=== GIVEN REQUEST ===
Write out every entry exactly as given, but omit the pictures.

─── DATASET CONTENT

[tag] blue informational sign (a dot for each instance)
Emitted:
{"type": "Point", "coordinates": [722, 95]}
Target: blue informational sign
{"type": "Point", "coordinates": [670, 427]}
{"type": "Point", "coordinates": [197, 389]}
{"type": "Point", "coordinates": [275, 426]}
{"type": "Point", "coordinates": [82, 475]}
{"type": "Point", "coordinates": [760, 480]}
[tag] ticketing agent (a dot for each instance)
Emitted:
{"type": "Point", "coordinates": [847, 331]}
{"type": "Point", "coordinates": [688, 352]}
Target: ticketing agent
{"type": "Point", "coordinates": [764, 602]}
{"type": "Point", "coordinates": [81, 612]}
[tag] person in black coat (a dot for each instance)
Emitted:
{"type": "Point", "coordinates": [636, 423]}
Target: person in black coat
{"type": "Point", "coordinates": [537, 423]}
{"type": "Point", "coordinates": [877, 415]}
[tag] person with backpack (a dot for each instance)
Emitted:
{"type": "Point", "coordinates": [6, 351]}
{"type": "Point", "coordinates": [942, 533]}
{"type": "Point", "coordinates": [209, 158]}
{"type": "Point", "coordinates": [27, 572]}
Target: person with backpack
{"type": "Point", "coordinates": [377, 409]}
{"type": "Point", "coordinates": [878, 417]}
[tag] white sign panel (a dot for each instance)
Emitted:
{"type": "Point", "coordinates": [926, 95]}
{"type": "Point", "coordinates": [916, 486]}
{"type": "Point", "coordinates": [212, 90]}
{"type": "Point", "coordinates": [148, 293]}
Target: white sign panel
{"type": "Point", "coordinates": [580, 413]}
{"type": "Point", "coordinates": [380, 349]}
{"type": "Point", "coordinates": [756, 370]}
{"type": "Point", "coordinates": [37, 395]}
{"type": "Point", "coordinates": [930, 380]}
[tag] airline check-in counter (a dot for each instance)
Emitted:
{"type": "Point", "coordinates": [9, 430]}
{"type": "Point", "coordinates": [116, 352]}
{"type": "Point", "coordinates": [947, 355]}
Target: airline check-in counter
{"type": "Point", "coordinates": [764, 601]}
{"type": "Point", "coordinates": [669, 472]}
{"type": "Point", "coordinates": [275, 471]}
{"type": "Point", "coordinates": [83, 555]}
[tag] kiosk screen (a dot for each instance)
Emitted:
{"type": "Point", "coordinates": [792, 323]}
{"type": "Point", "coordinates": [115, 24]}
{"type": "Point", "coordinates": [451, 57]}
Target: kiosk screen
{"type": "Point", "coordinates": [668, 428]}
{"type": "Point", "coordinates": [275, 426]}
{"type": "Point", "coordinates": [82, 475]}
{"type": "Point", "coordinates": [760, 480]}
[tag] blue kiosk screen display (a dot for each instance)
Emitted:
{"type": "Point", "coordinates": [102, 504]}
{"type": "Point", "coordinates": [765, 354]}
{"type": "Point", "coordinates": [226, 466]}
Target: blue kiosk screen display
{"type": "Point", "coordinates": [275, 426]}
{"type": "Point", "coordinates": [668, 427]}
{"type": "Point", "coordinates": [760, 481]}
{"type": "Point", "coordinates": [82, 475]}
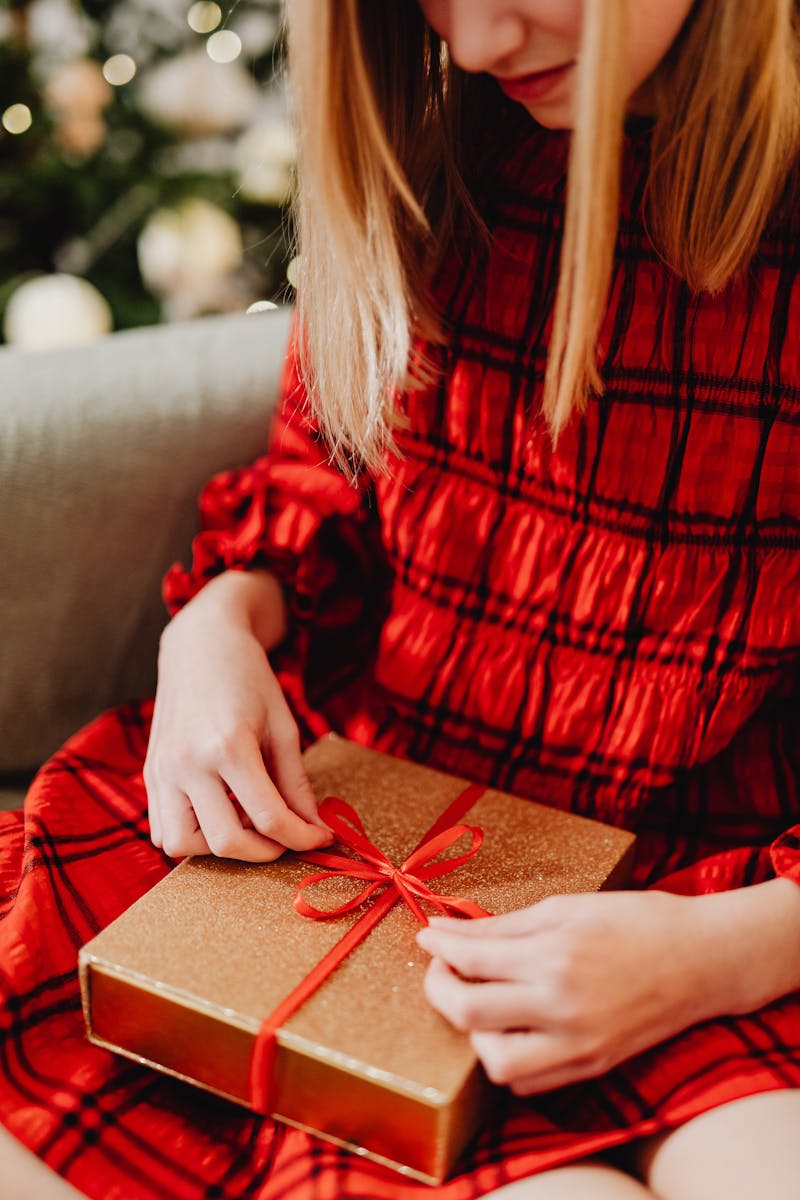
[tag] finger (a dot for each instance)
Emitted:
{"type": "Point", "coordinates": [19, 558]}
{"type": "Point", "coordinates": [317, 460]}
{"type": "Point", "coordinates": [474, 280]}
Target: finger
{"type": "Point", "coordinates": [289, 774]}
{"type": "Point", "coordinates": [547, 913]}
{"type": "Point", "coordinates": [512, 1057]}
{"type": "Point", "coordinates": [154, 817]}
{"type": "Point", "coordinates": [222, 828]}
{"type": "Point", "coordinates": [252, 786]}
{"type": "Point", "coordinates": [474, 958]}
{"type": "Point", "coordinates": [476, 1006]}
{"type": "Point", "coordinates": [180, 831]}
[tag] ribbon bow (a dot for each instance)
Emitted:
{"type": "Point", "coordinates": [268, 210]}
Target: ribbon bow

──────

=== EXERCISE SOLUTION ===
[tag] blue informational sign (a dot for each instance)
Emitted:
{"type": "Point", "coordinates": [722, 95]}
Target: blue informational sign
{"type": "Point", "coordinates": [670, 427]}
{"type": "Point", "coordinates": [197, 389]}
{"type": "Point", "coordinates": [275, 426]}
{"type": "Point", "coordinates": [82, 475]}
{"type": "Point", "coordinates": [760, 480]}
[tag] ticketing agent (a dot for each instance)
Emitted:
{"type": "Point", "coordinates": [847, 331]}
{"type": "Point", "coordinates": [688, 352]}
Target: ticketing agent
{"type": "Point", "coordinates": [764, 602]}
{"type": "Point", "coordinates": [81, 612]}
[tag] person in black coat (a dot for each instance)
Emitted:
{"type": "Point", "coordinates": [636, 423]}
Target: person in black coat
{"type": "Point", "coordinates": [537, 423]}
{"type": "Point", "coordinates": [877, 415]}
[tag] person with backpack (a dot for each instance)
Emitted:
{"type": "Point", "coordinates": [6, 351]}
{"type": "Point", "coordinates": [942, 533]}
{"type": "Point", "coordinates": [209, 158]}
{"type": "Point", "coordinates": [27, 572]}
Target: person with backpack
{"type": "Point", "coordinates": [377, 409]}
{"type": "Point", "coordinates": [878, 417]}
[tag] white sign panel (a dot for each instance)
Emitted:
{"type": "Point", "coordinates": [926, 95]}
{"type": "Point", "coordinates": [916, 486]}
{"type": "Point", "coordinates": [212, 90]}
{"type": "Point", "coordinates": [148, 293]}
Target: white sign panel
{"type": "Point", "coordinates": [580, 413]}
{"type": "Point", "coordinates": [380, 349]}
{"type": "Point", "coordinates": [756, 370]}
{"type": "Point", "coordinates": [37, 395]}
{"type": "Point", "coordinates": [930, 380]}
[tag] airline check-in counter (a dot for each instance)
Emitted:
{"type": "Point", "coordinates": [9, 430]}
{"type": "Point", "coordinates": [116, 352]}
{"type": "Point", "coordinates": [947, 355]}
Target: airline check-in counter
{"type": "Point", "coordinates": [764, 601]}
{"type": "Point", "coordinates": [669, 472]}
{"type": "Point", "coordinates": [275, 471]}
{"type": "Point", "coordinates": [83, 555]}
[tag] kiosk screen (a dot for each instance)
Emitted:
{"type": "Point", "coordinates": [792, 323]}
{"type": "Point", "coordinates": [115, 24]}
{"type": "Point", "coordinates": [451, 57]}
Target: kiosk screen
{"type": "Point", "coordinates": [668, 428]}
{"type": "Point", "coordinates": [275, 426]}
{"type": "Point", "coordinates": [82, 475]}
{"type": "Point", "coordinates": [760, 480]}
[tag] blue kiosk screen display (a dot for each instance)
Emitted:
{"type": "Point", "coordinates": [102, 504]}
{"type": "Point", "coordinates": [765, 354]}
{"type": "Point", "coordinates": [226, 466]}
Target: blue kiosk screen display
{"type": "Point", "coordinates": [275, 426]}
{"type": "Point", "coordinates": [668, 427]}
{"type": "Point", "coordinates": [760, 481]}
{"type": "Point", "coordinates": [82, 475]}
[tag] finger (a dot for each instance)
Emitted:
{"type": "Point", "coordinates": [19, 558]}
{"type": "Point", "coordinates": [317, 460]}
{"type": "Point", "coordinates": [474, 280]}
Target: finger
{"type": "Point", "coordinates": [289, 774]}
{"type": "Point", "coordinates": [547, 913]}
{"type": "Point", "coordinates": [512, 1057]}
{"type": "Point", "coordinates": [154, 817]}
{"type": "Point", "coordinates": [222, 828]}
{"type": "Point", "coordinates": [252, 786]}
{"type": "Point", "coordinates": [474, 958]}
{"type": "Point", "coordinates": [476, 1006]}
{"type": "Point", "coordinates": [180, 831]}
[tag] ribbon bow (a dot for each instance)
Emitted:
{"type": "Point", "coordinates": [268, 210]}
Target: ribbon bow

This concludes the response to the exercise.